#### QUOTED TEXT
Wrote a program that makes an SRM color chart in the sRGB color space.
I don't have access to ASTM E-308, but guesstimating what it says:
1.) The following gives a transmission spectrum that when integrated gives an XYZ value with a C-Illuminant and a 10 degree observer.
That has nothing to do with ASTM E-308. This formula, as it appears in the Wikipedia article, is derived from a double exponential fit to the
average of the normalized (to the absorption at 430 nm) spectra of 99 beers measured in an investigation of beer color. That ensemble included several fruit beers (lambics, krieks, blueberry wheat....) and so is representative of a large universe of beers but is redder than the average normalized spectrum of malt only beers. Un-normalizing by multiplying by the absorption of a beer with a given SRM at 430 nm (SRM/12.7) gives the absorption of a
spectrally average beer in 1 cm. Taking the antilog of the negative of this gives the transmission of a
spectrally average beer in 1 cm.
2.) Chromatically adapt the value from the previous step to the native sRGB D-65 Illuminant using a Bradford adaptation matrix.

#### EXERCISE REQUIREMENTS
**A)** List the kinds of fruit beers that the post on the SRM color chart gives as examples.
**B)** Quote the post on the SRM color chart from "I don't have" up to and including "10 degree observer.".
**C)** Continue the post on the SRM color chart from where it stops.

[Point annotation records]
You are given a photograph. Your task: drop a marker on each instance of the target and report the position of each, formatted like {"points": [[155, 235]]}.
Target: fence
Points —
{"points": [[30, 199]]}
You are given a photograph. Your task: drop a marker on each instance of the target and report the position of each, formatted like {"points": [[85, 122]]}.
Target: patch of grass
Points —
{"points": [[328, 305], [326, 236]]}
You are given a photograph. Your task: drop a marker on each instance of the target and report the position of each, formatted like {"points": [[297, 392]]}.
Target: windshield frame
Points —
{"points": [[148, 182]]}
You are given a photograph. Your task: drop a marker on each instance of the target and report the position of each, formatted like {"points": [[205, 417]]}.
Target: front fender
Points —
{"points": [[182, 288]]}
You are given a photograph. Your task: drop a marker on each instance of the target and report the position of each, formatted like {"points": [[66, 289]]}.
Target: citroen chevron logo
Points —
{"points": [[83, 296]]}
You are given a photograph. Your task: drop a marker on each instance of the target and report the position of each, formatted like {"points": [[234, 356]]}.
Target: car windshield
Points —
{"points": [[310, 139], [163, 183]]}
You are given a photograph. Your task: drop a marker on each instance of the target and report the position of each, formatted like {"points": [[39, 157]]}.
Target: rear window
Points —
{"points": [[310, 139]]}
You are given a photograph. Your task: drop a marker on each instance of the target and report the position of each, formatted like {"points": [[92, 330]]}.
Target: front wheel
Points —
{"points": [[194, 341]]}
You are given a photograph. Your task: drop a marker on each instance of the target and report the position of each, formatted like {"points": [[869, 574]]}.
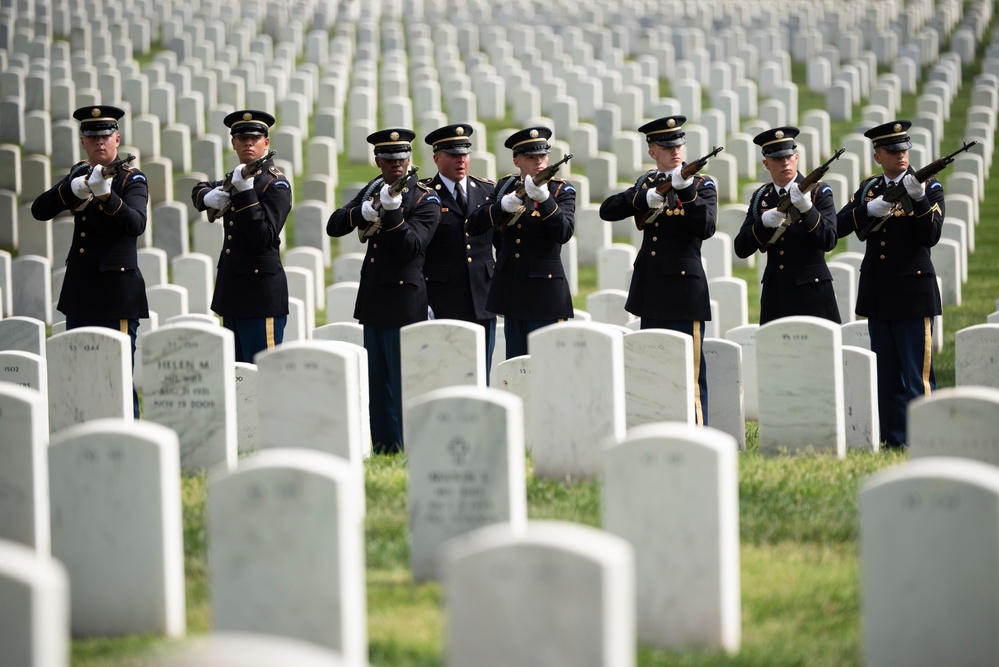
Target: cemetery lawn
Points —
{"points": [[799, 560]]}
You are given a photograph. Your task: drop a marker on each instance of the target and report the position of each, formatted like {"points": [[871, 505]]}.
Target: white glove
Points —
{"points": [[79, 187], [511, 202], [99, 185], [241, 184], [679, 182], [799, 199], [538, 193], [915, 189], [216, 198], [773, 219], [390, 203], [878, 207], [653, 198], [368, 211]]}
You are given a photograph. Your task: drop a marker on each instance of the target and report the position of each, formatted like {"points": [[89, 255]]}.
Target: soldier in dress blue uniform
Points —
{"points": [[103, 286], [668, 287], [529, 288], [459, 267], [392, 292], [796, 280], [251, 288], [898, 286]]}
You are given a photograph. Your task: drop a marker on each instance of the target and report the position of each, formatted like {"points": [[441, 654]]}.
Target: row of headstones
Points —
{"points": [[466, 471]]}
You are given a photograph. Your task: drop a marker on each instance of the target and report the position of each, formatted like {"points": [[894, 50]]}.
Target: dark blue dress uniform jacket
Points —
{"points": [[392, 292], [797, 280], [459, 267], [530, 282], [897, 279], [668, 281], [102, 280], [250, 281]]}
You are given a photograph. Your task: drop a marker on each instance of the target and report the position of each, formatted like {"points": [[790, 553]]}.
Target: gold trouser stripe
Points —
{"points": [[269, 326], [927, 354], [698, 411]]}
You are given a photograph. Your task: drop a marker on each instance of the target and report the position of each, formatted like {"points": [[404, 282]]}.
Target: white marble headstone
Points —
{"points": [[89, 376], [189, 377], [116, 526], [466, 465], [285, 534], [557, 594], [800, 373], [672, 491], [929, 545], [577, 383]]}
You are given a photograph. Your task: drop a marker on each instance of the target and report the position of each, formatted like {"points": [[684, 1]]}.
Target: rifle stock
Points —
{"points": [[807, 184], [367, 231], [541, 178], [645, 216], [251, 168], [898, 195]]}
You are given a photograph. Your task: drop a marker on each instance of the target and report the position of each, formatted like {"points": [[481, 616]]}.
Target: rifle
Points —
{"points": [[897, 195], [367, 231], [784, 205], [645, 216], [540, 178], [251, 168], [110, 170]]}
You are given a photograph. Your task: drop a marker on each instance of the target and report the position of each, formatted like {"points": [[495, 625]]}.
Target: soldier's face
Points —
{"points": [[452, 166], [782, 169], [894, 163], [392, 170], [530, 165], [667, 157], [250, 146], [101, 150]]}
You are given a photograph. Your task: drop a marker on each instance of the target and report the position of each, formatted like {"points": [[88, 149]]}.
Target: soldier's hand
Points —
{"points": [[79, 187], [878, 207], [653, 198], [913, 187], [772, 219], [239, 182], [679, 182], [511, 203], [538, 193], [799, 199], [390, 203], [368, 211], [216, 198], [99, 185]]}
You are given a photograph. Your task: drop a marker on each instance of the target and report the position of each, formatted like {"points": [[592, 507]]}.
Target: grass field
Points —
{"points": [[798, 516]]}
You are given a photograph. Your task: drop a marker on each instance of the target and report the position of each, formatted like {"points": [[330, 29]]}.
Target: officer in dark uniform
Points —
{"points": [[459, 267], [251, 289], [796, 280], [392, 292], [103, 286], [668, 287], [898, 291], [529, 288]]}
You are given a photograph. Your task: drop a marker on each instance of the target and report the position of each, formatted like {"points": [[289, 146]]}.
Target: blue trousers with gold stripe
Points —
* * *
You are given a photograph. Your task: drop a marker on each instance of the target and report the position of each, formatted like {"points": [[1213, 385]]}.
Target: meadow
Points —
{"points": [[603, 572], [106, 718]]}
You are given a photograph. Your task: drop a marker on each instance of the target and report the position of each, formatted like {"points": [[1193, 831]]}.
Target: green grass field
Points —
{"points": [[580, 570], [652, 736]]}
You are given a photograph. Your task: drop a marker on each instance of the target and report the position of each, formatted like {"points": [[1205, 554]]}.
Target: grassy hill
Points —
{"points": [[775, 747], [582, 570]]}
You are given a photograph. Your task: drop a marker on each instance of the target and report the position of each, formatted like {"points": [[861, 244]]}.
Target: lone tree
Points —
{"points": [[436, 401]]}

#### SET OF ANSWERS
**A)** lambics, krieks, blueberry wheat

**B)**
I don't have access to ASTM E-308, but guesstimating what it says:
1.) The following gives a transmission spectrum that when integrated gives an XYZ value with a C-Illuminant and a 10 degree observer.

**C)**
The quality of the illuminant and color space don't come into it yet. The first thing you need to do is determine what path (thickness of beer) you are interested in and determine the transmission spectrum in that thickness. This is done by scaling the 1 cm absorption spectrum by the thickness in cm before taking the antilog. Thus if the path is 5 cm (typical beer glass width?) then you would multiply by 5 before taking the antilog. ASTM E-308 comes into play when you have the transmission spectrum of the thing whose color you wish to determine. The first step is to multiply the transmission spectrum by the power distribution spectrum of the particular illuminant you are interested in. That product is then point wise multiplied by samples from each of three color matching functions, one each for X,Y and Z, and the products summed (separately for X,Y and Z) and each sum is normalized by 100 divided by the dot product of the illuminant spectrum with the Y color matching function. These give values for the color in X, Y, Z, coordinates. This can be transformed into any space derived from X, Y, Z (such as L,a,b, R,G,B ...) by using the proper formulae.
3.) Convert the value from the previous step to RGB using the sRGB D-65 Illuminant conversion matrix.
In E-308 the illuminant is accounted for before the color matching functions are applied. One could, of course, pre-compute x, y and z vectors (CMF's) for each illuminant of interest. This is a little counter productive as the D family spectra are computed as a function of coordinated color temperature from three eigen functions and for maximum flexibility one usually does that. Of course if you are only interested in D65 you can pre-compute for D65. It is worthy of note that the ASBC in its tristimulus MOA (Beer 10 C) uses Illuminant C, a 1 cm path and the 10° observer (there are two sets of x, y and z CMF vectors depending on whether the beer subtends 2° or 10° at the viewer's eye.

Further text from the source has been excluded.